◆ Excerpt:
================================

105. We take notice of the fact that many cooperative Sugar factories have amended their respective bye laws so as to make the same in consonance with the Specified Societies Rules of 1982 and such amendment has been approved by the Registrar. So far as the cooperative Sugar societies are concerned, the last elections were held in 2015 in consonance with the Full Bench judgement of this Court as affirmed by the Supreme Court. The term of the said Sugar factories expired in the year 2020. Fresh elections are now due. In view of the impugned amendment, it is now not obligatory for the Sugar factories to delimit the constituency and one voter will be brought across all the constituencies. Thus, the very object of Rule 3(A)(A) of the Rules, 1982 has been frustrated. The concept of one voter can only be allowed to vote in his constituency and that the voter cannot have more than one vote is now diluted. The delimitation of the constituency have to be made in a manner so as to ensure that one voter would be entitled for one vote and only one seat and not more than that.
- DISCUSSION OF THE CASE LAW:
106. We shall now look into the case law relied upon by Mr. Trivedi, the learned Advocate General appearing for the State. We may clarify that it is not necessary for us to discuss all the judgements upon which reliance has been placed, however, we shall look into some of the judgements on which strong reliance has been placed.
107. In Samasta Gujarat Rajya Mochi Samaj (supra), the challenge before a Division Bench of this High Court was to the validity of the Constitution (Scheduled Castes) Orders (Second Amendment) Act, 2002, to the extent that it excluded the 'Mochis outside the Dangs district and Umargaon Taluka of Valsad district in the State of Gujarat from the Schedule 1 to the Constitution (Scheduled Castes) Order, 1950, on the ground that the provisions excluding them were violative of the Articles 14, 16, 19 and 341 respectively of the Constitution of India. A declaration was sought that the Entry 4 in Part IV relating to Gujarat of the Schedule to the Constitution (Scheduled Castes) Order, 1950, as amended by the Constitution (Scheduled Castes) Orders (Second Amendment) Act, 2002, is unconstitutional, null and void to the extent the said Entry 4 derecognised and de-specified the 'Mochis' outside of the Dangs district and Umargaon Taluka of Valsad district from the notified list of Scheduled Castes. The writ application was filed by a public trust registered under the provisions of the Bombay Public Trust Act, 1950, said to be representing the entire Mochi community of Gujarat. This Court held that the classification of the Mochi caste of the Dangs district and Umargaon Taluka of Valsad district and the Mochi caste of the other areas of Gujarat on the ground of former being treated as "untouchables" and the latter not, was a valid classification having a reasonable nexus with the object which was sought to be achieved by the impugned legislation. The impugned provision of the Act, 2002 and the Constitution Order, 1950, as varied by it, imposing area restriction for recognition of the Mochi community was held neither to be discriminatory nor arbitrary or violative of any fundamental right of the writ applicant therein.

================================

◆ Extracted entries:
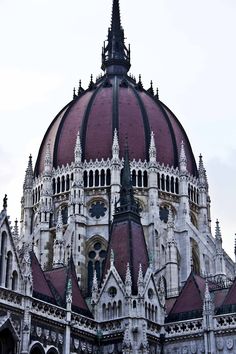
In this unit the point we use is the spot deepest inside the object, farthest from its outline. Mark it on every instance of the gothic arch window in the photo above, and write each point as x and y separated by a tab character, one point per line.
7	342
63	184
58	185
108	177
90	178
195	257
85	179
139	178
8	269
14	280
193	220
37	349
3	255
134	178
102	178
145	179
167	183
96	178
67	182
96	254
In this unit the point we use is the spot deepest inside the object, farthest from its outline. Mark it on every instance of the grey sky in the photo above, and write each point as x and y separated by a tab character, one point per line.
186	47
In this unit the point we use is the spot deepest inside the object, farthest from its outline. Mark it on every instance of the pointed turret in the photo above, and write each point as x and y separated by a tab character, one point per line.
48	162
115	55
29	174
115	146
78	150
127	239
182	159
152	149
219	255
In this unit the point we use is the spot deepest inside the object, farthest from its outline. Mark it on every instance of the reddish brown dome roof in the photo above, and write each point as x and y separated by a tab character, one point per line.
115	103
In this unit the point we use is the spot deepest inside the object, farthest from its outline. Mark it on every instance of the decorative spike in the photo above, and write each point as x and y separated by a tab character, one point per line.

================================

◆ Stated exercise:
Using the court excerpt above, answer each question briefly:
1. In what year were the last elections of the cooperative Sugar societies held?
2. Who is the learned Advocate General appearing for the State?
3. Under which Act was the public trust that filed the writ application in Samasta Gujarat Rajya Mochi Samaj registered?

◆ Result of the task:
1. 2015
2. Mr. Trivedi
3. The Bombay Public Trust Act, 1950